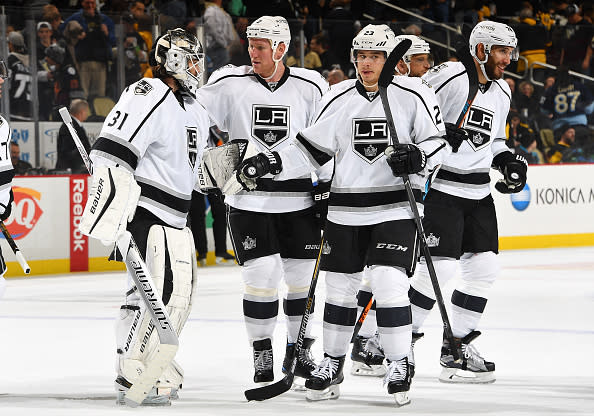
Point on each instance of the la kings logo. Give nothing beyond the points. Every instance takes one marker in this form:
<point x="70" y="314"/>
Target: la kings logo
<point x="370" y="138"/>
<point x="192" y="135"/>
<point x="478" y="123"/>
<point x="270" y="124"/>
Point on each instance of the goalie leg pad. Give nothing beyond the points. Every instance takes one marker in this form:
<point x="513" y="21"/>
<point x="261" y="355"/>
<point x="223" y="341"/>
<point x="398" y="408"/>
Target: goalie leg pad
<point x="111" y="205"/>
<point x="171" y="262"/>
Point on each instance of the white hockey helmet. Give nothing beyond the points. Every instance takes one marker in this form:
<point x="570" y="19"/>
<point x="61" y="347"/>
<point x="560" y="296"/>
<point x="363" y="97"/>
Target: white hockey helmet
<point x="373" y="38"/>
<point x="274" y="28"/>
<point x="493" y="34"/>
<point x="178" y="51"/>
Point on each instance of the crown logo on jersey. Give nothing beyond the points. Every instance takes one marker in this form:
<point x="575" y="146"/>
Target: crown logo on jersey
<point x="370" y="151"/>
<point x="432" y="241"/>
<point x="249" y="243"/>
<point x="270" y="137"/>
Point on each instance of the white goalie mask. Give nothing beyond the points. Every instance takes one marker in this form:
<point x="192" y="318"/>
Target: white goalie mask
<point x="373" y="38"/>
<point x="418" y="47"/>
<point x="179" y="52"/>
<point x="492" y="34"/>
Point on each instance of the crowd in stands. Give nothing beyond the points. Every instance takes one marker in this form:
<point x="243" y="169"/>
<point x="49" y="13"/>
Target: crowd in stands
<point x="77" y="52"/>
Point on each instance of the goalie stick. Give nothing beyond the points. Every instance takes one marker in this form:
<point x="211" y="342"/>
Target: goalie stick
<point x="15" y="249"/>
<point x="168" y="340"/>
<point x="385" y="79"/>
<point x="281" y="386"/>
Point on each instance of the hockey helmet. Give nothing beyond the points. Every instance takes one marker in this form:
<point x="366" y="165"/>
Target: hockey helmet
<point x="178" y="51"/>
<point x="274" y="28"/>
<point x="373" y="38"/>
<point x="493" y="34"/>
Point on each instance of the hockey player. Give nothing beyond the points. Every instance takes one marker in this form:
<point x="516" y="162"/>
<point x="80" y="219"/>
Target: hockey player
<point x="367" y="354"/>
<point x="460" y="220"/>
<point x="6" y="175"/>
<point x="273" y="229"/>
<point x="146" y="157"/>
<point x="369" y="219"/>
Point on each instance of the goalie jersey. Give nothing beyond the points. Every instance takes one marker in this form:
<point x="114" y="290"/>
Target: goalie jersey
<point x="243" y="104"/>
<point x="159" y="136"/>
<point x="352" y="129"/>
<point x="466" y="173"/>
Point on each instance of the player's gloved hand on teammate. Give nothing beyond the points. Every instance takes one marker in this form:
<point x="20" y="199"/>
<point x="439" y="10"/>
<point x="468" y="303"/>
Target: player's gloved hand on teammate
<point x="7" y="209"/>
<point x="405" y="158"/>
<point x="514" y="169"/>
<point x="455" y="136"/>
<point x="257" y="166"/>
<point x="321" y="195"/>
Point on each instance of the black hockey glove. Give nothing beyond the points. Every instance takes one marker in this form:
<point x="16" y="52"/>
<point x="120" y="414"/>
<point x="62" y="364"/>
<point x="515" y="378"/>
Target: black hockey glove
<point x="8" y="208"/>
<point x="514" y="169"/>
<point x="257" y="166"/>
<point x="455" y="136"/>
<point x="405" y="159"/>
<point x="321" y="195"/>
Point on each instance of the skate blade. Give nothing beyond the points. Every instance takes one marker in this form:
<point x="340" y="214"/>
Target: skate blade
<point x="361" y="369"/>
<point x="457" y="375"/>
<point x="401" y="398"/>
<point x="331" y="393"/>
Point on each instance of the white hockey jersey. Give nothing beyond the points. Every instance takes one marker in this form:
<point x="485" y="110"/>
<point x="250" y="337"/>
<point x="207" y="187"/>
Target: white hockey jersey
<point x="6" y="169"/>
<point x="352" y="129"/>
<point x="159" y="136"/>
<point x="466" y="173"/>
<point x="242" y="103"/>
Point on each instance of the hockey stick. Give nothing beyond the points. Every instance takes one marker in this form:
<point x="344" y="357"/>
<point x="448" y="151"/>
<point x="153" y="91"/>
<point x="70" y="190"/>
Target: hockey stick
<point x="15" y="249"/>
<point x="361" y="319"/>
<point x="281" y="386"/>
<point x="385" y="79"/>
<point x="168" y="340"/>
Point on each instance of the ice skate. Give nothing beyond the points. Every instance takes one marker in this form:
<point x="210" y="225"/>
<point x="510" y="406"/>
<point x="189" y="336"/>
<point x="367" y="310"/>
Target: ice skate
<point x="325" y="379"/>
<point x="156" y="397"/>
<point x="472" y="369"/>
<point x="368" y="357"/>
<point x="398" y="380"/>
<point x="263" y="364"/>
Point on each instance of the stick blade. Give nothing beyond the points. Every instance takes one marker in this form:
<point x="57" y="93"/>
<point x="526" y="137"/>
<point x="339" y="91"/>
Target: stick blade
<point x="271" y="390"/>
<point x="396" y="55"/>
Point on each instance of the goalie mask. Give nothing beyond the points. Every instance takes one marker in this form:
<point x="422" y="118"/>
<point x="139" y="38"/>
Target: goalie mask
<point x="492" y="34"/>
<point x="373" y="38"/>
<point x="276" y="30"/>
<point x="418" y="47"/>
<point x="182" y="56"/>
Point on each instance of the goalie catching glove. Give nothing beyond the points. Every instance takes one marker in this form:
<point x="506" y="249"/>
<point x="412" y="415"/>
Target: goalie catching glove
<point x="111" y="205"/>
<point x="257" y="166"/>
<point x="514" y="169"/>
<point x="405" y="159"/>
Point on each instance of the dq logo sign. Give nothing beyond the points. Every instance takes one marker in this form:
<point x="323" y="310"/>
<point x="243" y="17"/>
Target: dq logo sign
<point x="25" y="212"/>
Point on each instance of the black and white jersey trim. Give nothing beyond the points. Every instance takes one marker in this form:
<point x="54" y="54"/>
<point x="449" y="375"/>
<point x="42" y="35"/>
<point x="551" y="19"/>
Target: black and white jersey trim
<point x="318" y="155"/>
<point x="448" y="80"/>
<point x="149" y="114"/>
<point x="116" y="150"/>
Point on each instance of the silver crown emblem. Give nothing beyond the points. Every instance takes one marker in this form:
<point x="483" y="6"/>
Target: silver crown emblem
<point x="249" y="243"/>
<point x="270" y="137"/>
<point x="326" y="249"/>
<point x="371" y="151"/>
<point x="432" y="241"/>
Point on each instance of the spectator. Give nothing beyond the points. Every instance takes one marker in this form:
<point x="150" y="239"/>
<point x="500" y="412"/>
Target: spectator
<point x="335" y="76"/>
<point x="220" y="35"/>
<point x="563" y="146"/>
<point x="319" y="44"/>
<point x="20" y="166"/>
<point x="20" y="78"/>
<point x="68" y="155"/>
<point x="94" y="50"/>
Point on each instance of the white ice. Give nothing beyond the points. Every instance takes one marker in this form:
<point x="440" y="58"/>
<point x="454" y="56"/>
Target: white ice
<point x="57" y="348"/>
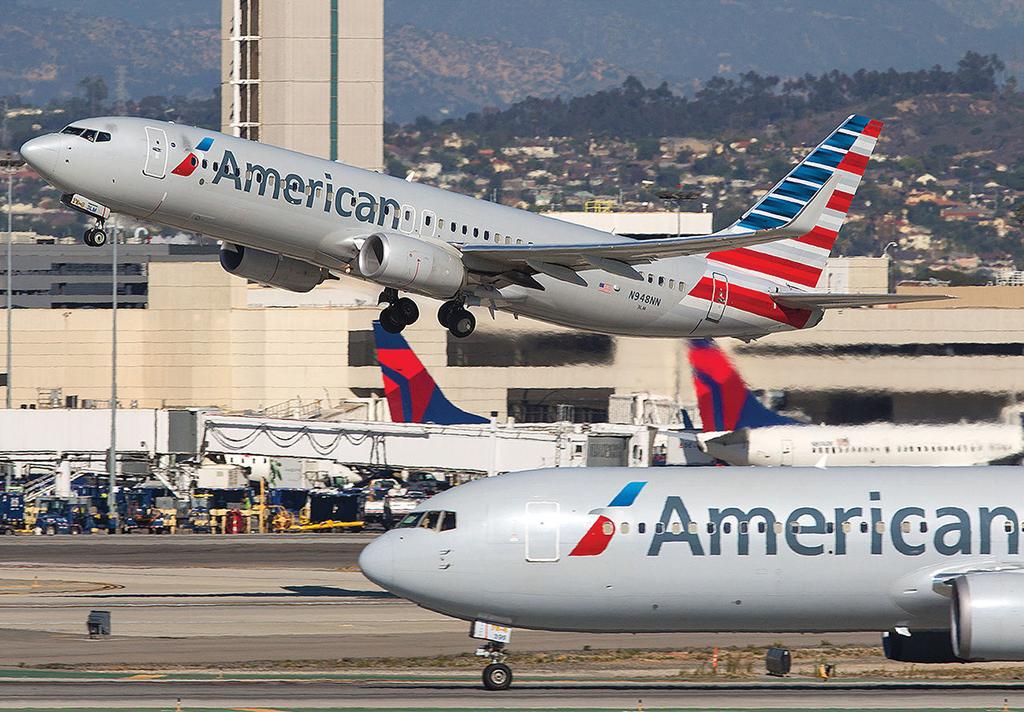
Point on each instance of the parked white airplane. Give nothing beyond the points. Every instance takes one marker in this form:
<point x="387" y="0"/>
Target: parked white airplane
<point x="930" y="555"/>
<point x="292" y="220"/>
<point x="738" y="430"/>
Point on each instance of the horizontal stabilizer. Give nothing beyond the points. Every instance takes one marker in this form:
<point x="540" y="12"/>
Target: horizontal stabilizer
<point x="838" y="300"/>
<point x="628" y="252"/>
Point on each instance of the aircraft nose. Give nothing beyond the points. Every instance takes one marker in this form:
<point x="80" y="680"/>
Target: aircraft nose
<point x="377" y="560"/>
<point x="42" y="154"/>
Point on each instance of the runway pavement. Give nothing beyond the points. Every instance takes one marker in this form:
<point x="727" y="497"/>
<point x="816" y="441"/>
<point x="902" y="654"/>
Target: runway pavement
<point x="436" y="695"/>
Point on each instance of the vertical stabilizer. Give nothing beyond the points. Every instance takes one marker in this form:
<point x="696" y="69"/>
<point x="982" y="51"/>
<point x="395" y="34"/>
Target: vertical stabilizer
<point x="724" y="401"/>
<point x="413" y="396"/>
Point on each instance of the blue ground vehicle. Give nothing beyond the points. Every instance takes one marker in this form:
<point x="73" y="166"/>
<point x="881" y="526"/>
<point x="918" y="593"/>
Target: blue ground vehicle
<point x="11" y="512"/>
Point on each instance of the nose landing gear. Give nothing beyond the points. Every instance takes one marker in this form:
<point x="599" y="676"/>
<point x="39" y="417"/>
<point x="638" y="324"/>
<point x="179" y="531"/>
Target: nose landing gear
<point x="399" y="312"/>
<point x="95" y="237"/>
<point x="457" y="319"/>
<point x="497" y="675"/>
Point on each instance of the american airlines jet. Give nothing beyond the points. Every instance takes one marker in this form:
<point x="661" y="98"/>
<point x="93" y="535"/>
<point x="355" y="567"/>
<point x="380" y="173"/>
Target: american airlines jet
<point x="931" y="557"/>
<point x="739" y="430"/>
<point x="292" y="220"/>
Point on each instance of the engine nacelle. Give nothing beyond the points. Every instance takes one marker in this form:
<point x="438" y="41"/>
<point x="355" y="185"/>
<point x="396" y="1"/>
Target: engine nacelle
<point x="988" y="616"/>
<point x="411" y="263"/>
<point x="920" y="646"/>
<point x="270" y="268"/>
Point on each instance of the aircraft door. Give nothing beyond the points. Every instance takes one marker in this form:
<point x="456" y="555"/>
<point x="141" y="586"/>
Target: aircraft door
<point x="542" y="531"/>
<point x="786" y="447"/>
<point x="156" y="153"/>
<point x="719" y="296"/>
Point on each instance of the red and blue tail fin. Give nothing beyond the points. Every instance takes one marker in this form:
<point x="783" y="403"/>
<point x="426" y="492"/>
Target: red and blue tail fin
<point x="799" y="261"/>
<point x="724" y="401"/>
<point x="413" y="396"/>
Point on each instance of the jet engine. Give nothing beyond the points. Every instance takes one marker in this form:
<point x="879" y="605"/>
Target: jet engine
<point x="433" y="268"/>
<point x="270" y="268"/>
<point x="988" y="616"/>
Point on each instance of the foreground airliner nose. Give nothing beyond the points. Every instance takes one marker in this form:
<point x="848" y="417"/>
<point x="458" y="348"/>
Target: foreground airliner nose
<point x="42" y="154"/>
<point x="377" y="560"/>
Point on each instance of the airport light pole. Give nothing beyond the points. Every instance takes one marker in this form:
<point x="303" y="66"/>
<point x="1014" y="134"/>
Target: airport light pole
<point x="10" y="162"/>
<point x="112" y="464"/>
<point x="678" y="197"/>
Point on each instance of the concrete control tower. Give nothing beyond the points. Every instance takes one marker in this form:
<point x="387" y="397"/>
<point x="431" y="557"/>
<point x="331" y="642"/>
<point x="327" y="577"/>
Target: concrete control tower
<point x="306" y="75"/>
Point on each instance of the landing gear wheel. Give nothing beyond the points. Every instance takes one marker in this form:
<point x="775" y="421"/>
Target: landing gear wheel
<point x="445" y="310"/>
<point x="95" y="237"/>
<point x="407" y="309"/>
<point x="497" y="676"/>
<point x="391" y="322"/>
<point x="461" y="323"/>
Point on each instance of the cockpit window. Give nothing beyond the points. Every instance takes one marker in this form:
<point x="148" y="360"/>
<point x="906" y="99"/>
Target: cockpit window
<point x="410" y="520"/>
<point x="433" y="520"/>
<point x="88" y="134"/>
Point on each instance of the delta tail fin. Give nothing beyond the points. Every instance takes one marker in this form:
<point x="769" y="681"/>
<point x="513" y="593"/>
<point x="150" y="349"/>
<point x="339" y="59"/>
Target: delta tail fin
<point x="837" y="166"/>
<point x="724" y="401"/>
<point x="413" y="396"/>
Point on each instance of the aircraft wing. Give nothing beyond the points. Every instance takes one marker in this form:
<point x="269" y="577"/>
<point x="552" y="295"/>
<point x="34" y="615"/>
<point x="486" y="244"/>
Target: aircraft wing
<point x="839" y="300"/>
<point x="561" y="261"/>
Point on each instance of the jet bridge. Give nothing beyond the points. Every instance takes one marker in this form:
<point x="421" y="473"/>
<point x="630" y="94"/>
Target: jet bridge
<point x="487" y="449"/>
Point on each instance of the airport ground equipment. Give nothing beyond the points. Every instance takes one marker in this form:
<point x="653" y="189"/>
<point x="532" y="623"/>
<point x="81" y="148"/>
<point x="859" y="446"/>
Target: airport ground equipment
<point x="64" y="515"/>
<point x="11" y="512"/>
<point x="98" y="623"/>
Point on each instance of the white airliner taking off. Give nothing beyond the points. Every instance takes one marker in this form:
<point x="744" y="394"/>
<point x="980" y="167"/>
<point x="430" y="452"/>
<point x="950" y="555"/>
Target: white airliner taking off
<point x="930" y="555"/>
<point x="739" y="430"/>
<point x="292" y="220"/>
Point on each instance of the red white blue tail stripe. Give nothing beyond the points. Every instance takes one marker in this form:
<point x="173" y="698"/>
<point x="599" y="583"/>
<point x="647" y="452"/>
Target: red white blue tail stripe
<point x="799" y="261"/>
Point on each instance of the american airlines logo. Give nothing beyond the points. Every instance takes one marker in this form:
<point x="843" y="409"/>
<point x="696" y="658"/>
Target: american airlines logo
<point x="810" y="532"/>
<point x="296" y="190"/>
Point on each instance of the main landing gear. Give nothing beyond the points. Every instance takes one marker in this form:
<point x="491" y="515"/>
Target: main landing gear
<point x="457" y="319"/>
<point x="497" y="675"/>
<point x="95" y="237"/>
<point x="399" y="312"/>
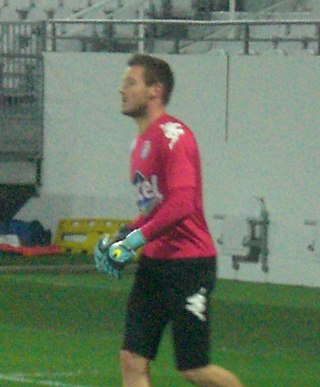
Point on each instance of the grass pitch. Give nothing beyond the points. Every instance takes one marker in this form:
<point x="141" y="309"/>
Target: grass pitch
<point x="66" y="330"/>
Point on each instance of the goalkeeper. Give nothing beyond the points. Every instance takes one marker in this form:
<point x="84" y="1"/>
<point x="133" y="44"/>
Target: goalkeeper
<point x="177" y="268"/>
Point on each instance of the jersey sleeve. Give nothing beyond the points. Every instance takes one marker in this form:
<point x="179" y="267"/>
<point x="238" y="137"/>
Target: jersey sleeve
<point x="179" y="204"/>
<point x="177" y="155"/>
<point x="178" y="160"/>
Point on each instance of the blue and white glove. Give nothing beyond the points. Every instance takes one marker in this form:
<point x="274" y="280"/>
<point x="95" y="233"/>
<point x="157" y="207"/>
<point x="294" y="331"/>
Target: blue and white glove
<point x="112" y="258"/>
<point x="102" y="260"/>
<point x="122" y="252"/>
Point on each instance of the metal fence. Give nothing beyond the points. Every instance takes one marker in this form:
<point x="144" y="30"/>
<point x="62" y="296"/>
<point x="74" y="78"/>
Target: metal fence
<point x="21" y="89"/>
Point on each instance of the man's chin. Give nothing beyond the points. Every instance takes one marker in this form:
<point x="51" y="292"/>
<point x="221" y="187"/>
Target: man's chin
<point x="134" y="113"/>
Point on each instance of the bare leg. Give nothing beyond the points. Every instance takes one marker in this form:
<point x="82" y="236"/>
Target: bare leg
<point x="135" y="370"/>
<point x="212" y="376"/>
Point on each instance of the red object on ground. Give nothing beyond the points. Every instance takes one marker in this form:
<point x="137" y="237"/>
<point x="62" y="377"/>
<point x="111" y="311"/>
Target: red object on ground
<point x="31" y="250"/>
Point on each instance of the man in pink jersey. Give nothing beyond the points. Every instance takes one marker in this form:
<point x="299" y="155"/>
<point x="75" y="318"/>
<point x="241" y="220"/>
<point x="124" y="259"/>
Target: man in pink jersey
<point x="177" y="269"/>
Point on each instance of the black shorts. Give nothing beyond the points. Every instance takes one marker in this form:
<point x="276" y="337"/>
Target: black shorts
<point x="177" y="292"/>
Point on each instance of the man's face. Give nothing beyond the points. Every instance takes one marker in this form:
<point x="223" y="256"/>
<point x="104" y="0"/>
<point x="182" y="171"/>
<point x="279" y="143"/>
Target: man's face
<point x="135" y="94"/>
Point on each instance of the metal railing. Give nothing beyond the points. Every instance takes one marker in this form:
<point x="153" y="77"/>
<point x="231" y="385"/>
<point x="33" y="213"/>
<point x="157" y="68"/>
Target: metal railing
<point x="21" y="89"/>
<point x="146" y="33"/>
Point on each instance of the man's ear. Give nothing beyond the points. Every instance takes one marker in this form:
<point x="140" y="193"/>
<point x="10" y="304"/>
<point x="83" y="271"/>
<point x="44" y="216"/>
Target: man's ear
<point x="156" y="91"/>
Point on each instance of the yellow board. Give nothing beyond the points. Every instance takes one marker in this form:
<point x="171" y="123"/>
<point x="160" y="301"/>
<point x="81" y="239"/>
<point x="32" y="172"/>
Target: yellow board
<point x="80" y="235"/>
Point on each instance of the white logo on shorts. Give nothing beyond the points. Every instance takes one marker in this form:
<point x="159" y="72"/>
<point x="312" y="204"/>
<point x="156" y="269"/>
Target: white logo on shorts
<point x="197" y="304"/>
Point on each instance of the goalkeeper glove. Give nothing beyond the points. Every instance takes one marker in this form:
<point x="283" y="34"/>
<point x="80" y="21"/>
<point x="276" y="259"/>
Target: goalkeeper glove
<point x="122" y="252"/>
<point x="102" y="260"/>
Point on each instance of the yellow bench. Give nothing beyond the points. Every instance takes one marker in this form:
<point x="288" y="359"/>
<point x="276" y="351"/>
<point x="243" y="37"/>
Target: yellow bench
<point x="80" y="235"/>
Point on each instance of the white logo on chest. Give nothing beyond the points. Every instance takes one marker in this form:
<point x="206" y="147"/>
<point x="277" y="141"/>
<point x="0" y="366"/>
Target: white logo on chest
<point x="197" y="304"/>
<point x="172" y="130"/>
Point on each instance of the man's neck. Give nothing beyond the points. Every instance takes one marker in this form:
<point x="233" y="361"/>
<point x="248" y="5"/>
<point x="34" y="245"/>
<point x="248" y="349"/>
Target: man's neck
<point x="144" y="122"/>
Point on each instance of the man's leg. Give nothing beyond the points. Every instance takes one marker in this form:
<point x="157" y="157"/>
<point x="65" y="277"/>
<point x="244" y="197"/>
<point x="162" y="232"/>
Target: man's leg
<point x="135" y="370"/>
<point x="211" y="376"/>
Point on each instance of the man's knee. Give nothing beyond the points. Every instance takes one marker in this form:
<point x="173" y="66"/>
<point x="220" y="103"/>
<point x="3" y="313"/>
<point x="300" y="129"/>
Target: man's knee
<point x="133" y="363"/>
<point x="211" y="376"/>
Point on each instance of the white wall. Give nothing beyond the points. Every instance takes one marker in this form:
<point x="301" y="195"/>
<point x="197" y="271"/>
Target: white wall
<point x="270" y="147"/>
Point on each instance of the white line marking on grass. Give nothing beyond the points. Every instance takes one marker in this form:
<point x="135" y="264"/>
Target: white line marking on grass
<point x="19" y="378"/>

☆ ☆ ☆

• _PROBLEM TO SOLVE_
Using the material above, reproduce exactly the line that contains "Point on each instance of the man's leg." and all lines after it through the last one, and only those.

• _SOLUTION FOR THIS PROBLEM_
Point on each instance of the man's leg. Give nothing beyond the points. Every instance takes one marker in this form:
<point x="157" y="157"/>
<point x="65" y="277"/>
<point x="244" y="197"/>
<point x="162" y="232"/>
Target: man's leg
<point x="135" y="370"/>
<point x="211" y="376"/>
Point on each instance of the man's knee. Give nothing beyond the points. Every instance takes one marker in this form:
<point x="173" y="66"/>
<point x="220" y="103"/>
<point x="3" y="313"/>
<point x="300" y="129"/>
Target: man's knee
<point x="133" y="363"/>
<point x="211" y="376"/>
Point on each instance of the white wall. Give nothing beyond the points. Every instance takes one marker in this form:
<point x="301" y="195"/>
<point x="197" y="271"/>
Target: white wall
<point x="270" y="147"/>
Point on each instance of the white line marking on grass. Give nothing beyond the points. Every instance takes one marker in this form:
<point x="135" y="264"/>
Target: white line marking on grass
<point x="19" y="378"/>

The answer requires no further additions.